PROBLEM REQUIREMENTS →
Output all the entries below as a two-column CSV with the headers instruction and response, one row per entry. Place each entry's text and its answer in their own quoted fields, replacing any line breaks with spaces.

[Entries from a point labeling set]
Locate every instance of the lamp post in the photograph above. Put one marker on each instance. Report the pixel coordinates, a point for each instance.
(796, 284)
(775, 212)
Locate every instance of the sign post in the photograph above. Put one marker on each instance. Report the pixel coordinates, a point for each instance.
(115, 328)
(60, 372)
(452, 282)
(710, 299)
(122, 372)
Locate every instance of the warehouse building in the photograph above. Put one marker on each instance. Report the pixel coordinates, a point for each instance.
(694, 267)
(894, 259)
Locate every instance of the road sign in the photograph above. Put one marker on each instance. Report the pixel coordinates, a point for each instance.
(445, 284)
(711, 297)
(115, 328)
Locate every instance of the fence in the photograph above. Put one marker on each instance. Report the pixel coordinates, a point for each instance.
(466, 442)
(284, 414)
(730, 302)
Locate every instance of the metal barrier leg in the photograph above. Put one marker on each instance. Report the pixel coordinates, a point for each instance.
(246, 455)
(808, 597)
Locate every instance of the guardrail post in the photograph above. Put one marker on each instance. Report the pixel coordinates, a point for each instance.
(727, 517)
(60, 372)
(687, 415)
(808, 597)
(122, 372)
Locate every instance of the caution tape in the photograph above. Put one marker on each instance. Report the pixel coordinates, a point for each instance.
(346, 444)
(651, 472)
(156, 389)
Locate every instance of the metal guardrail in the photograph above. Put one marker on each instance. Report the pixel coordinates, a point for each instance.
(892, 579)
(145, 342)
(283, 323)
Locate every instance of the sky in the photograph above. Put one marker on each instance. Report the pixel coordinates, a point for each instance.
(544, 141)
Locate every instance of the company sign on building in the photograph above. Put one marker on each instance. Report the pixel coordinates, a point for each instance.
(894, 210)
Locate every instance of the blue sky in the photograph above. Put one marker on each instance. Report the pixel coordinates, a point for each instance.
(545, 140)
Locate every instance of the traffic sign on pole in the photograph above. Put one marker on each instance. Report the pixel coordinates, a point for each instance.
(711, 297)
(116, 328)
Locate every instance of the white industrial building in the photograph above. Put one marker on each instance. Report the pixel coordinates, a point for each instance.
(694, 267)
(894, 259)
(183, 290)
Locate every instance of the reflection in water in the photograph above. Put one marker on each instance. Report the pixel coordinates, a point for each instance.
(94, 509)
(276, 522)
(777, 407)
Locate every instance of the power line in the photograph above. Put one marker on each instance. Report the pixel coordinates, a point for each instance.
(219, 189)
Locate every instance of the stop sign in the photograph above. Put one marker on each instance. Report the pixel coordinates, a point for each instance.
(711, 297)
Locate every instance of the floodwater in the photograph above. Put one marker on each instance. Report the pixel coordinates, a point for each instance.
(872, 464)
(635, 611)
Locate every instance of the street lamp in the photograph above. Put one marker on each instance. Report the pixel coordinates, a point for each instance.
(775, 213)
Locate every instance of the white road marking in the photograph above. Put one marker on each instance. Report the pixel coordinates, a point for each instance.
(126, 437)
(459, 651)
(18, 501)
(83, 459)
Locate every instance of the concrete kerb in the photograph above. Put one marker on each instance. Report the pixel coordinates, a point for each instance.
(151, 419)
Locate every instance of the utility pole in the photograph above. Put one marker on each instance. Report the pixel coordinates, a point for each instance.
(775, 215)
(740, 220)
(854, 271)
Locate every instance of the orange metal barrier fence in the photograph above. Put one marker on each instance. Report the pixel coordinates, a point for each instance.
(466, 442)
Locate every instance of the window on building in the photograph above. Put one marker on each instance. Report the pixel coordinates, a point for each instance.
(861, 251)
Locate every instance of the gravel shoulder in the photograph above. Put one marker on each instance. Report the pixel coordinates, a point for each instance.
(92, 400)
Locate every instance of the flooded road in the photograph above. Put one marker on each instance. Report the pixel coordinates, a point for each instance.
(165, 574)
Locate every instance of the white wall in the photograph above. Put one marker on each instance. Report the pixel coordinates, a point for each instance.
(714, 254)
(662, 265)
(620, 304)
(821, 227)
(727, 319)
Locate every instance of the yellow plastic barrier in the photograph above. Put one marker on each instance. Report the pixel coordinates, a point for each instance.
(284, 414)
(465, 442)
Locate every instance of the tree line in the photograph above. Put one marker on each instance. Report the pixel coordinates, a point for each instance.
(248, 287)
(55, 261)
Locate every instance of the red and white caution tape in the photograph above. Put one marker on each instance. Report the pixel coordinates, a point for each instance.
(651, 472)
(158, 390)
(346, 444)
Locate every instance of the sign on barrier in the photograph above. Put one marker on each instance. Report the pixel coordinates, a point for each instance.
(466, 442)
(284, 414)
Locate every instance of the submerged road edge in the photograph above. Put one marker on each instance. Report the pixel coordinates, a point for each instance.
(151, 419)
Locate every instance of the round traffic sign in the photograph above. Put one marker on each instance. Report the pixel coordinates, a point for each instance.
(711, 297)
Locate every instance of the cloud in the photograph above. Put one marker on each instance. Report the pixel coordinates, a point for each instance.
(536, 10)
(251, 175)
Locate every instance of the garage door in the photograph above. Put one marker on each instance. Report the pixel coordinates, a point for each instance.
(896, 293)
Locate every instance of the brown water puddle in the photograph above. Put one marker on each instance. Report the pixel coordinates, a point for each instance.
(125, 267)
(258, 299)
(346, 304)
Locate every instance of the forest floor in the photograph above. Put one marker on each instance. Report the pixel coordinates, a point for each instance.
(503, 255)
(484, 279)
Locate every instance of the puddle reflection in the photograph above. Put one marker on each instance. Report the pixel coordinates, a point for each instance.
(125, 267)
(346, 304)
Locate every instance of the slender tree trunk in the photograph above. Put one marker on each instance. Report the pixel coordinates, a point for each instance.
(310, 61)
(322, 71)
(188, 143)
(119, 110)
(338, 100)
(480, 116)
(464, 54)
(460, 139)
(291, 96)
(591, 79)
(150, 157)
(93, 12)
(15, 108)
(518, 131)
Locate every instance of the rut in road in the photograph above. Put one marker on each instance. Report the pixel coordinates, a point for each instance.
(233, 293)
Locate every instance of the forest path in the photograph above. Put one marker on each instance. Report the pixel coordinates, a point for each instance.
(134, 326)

EXPECTED OUTPUT →
instruction,response
"Locate every instance of the lamp post in the photograph above. Put one marker on each instance. Report the pixel coordinates, a point for each instance.","(796, 284) (775, 212)"
"Locate every instance of the sign post in the photograph above. Put one marker on each instance. Report the pixel coordinates, a point for each instance.","(115, 328) (60, 372) (452, 282) (710, 299) (122, 372)"
"Locate every instance of the warehouse building in the photograph above. Put one marker on each instance. Report the pixel coordinates, a point for each instance.","(694, 267) (894, 259)"
"Locate every instance of the road sign in the photograph above. Put one marker on each instance. Report the pixel coordinates, a point for each instance.","(445, 284) (711, 297) (115, 328)"
"Locate every instance of the fence in the photograph above. Put one marker on each instance. Report the pixel coordinates, a point for each instance.","(466, 442) (284, 414) (730, 302)"
"Locate every instance of the metal barrier leg in the photograph above. Put one marker on each instance. Report the pixel coordinates, a point for each instance.","(246, 455) (808, 597)"
"Locate every instance of the guardrail post in the photograph above. Put one marker on each instance. Report the pixel coordinates, a point for each instance.","(727, 517) (60, 372) (687, 415) (808, 597) (122, 372)"
"Locate every instance of the caution tape in the photograph above. Put one marker on each instance. Report the pixel coordinates, a point for each instance.","(346, 444) (651, 472) (156, 389)"
"Locate every instance of the metal guardrail in the photograph above. Put one marker on each instance. Report the pixel coordinates, a point for each instance.","(892, 579) (145, 342) (283, 323)"
"Locate every instance of the sky in the photograph above. Put one marker on each instance. Report the pixel coordinates, a point for each instance.","(544, 141)"
"Locate every instance of the company sign on building in the photograph above. Put one marker on each instance. Report the pixel coordinates, a point for each instance.","(894, 210)"
"Locate every instance of the blue sky in the photograph above. Put one marker on each instance. Report the pixel coordinates, a point for each instance.","(545, 140)"
"Locate every instance of the traffic sign on pole in the photograph above. Put one marker on each instance. Report the pixel coordinates, a point for each instance.","(711, 297) (116, 328)"
"Locate every instance of the white industrial building in the photograph above. Put one marker on each instance. Report the pixel coordinates, a point for each instance.","(694, 267) (894, 259) (183, 290)"
"Locate every instance of the reflection in water in the photograph above. Put one marker on each instance. Report the pixel coordinates, a point for each instance.","(94, 509) (276, 522) (777, 407)"
"Locate every instance of the power line in the photograph above. Put one marker on each instance. Report the pixel coordinates, a point for each instance.","(219, 189)"
"Locate every instance of the stop sign in the photograph above. Put one marker on each instance. Report the pixel coordinates, a point for each instance.","(711, 297)"
"Locate every instance of the floodwater in the photograph above. Put one marker on each instance. Report the pixel coordinates, a point for each instance.","(872, 464) (635, 611)"
"Locate every instance of the street lamp in the photograph above. Put one marker on each instance. Report the pixel coordinates, a point for each instance.","(775, 213)"
"Locate every instance of the white road marking in the photograph above. Put one marker on each instance. Report the pixel coordinates, a point for each instance.","(126, 437) (459, 651) (18, 501) (83, 459)"
"Locate every instance of the concrete kerb in the photograph above. Put one marker on each instance. Report the pixel coordinates, a point for each instance.","(151, 419)"
"Locate every instance of the utility pole in the photograph above. Put one marker on each instance. Report the pixel coordinates, a point for each instance.","(775, 215) (740, 220) (854, 271)"
"Locate every instance of the orange metal barrier fence in the photograph above. Put one marker on each instance. Report the pixel coordinates, a point for each instance.","(466, 442)"
"Locate every instance of the window on building in the photograph above. Put one marker on each instance. Report the pixel coordinates, a point for each instance.","(861, 251)"
"Locate every instance of the gravel shoulder in the photograph above. Put one marker on each instance. Report the pixel coordinates, a point for each instance.","(92, 400)"
"Locate every instance of the flooded road in the photograph above. Put one marker on each instance. Report the pixel coordinates, a point for each instance.","(165, 574)"
"Locate every instance of the white wall in the photograph above. Put one marker on each instance. Report the pixel coordinates, a point for each instance.","(714, 254) (662, 265) (620, 304) (821, 227) (727, 319)"
"Locate every instance of the yellow plastic barrier in the photograph above. Put one marker on each instance. Report the pixel coordinates, a point for each instance.","(284, 414) (465, 442)"
"Locate every instance of the tree line in the photograph above. Put one marker on each instance. Report the pixel coordinates, a point for each instance.","(248, 287) (55, 261)"
"Locate every instance of the red and white caution tape in the photograph above. Put one marker on each instance. Report the pixel coordinates, a point for each instance.","(651, 472) (158, 390) (346, 444)"
"Locate every instance of the sign on barrier in the photograph above. Put one marker on each instance. Report the pixel coordinates, a point for each instance.","(466, 442) (284, 414)"
"Locate every instance of the submerged road edge in the photograph above. Put one marker on each instance. Report the pixel coordinates, a point for each instance.","(151, 419)"
"Locate every instance of the round traffic sign in the photograph above. Put one marker on each instance. Report the pixel coordinates, a point for each instance.","(711, 297)"
"Locate every instance of the cloud in the photograph above. Put one marker on each instance. Report the pixel coordinates, a point for each instance.","(536, 10) (251, 175)"
"Locate every instance of the garage door in the photograph above. Put one marker on each instance. Report the pixel coordinates, a point for each instance.","(896, 293)"
"Locate every instance of the brown water puddle in the photograph above. Put one marker on each instance. Report the pixel coordinates, a point for each instance.","(125, 267) (258, 299) (346, 304)"
"Locate every instance of the forest floor in the photograph above. Put one marker on each instance. Report the pixel coordinates, a point for each instance.","(503, 255) (484, 279)"
"Locate every instance of the puddle reflection in the photograph above. Put one marker on each instance. Report the pixel coordinates, a point for each instance.","(125, 267) (346, 304)"
"Locate every instance of the slender tree trunk in the photograph above. Put one marker on each instance. Report the pixel coordinates, a point for each instance.","(310, 61) (322, 71) (188, 143) (119, 110) (338, 100) (480, 116) (464, 54) (460, 139) (291, 96) (591, 79) (150, 157) (93, 12) (15, 108) (518, 131)"
"Locate every instance of the rut in road in the photograph above. Put one marker on each instance. Report the pixel coordinates, a point for each instance.","(233, 293)"
"Locate every instance of the forest path in the photograph above. Put one marker on each instance. Report the pixel coordinates, a point for each instance.","(134, 326)"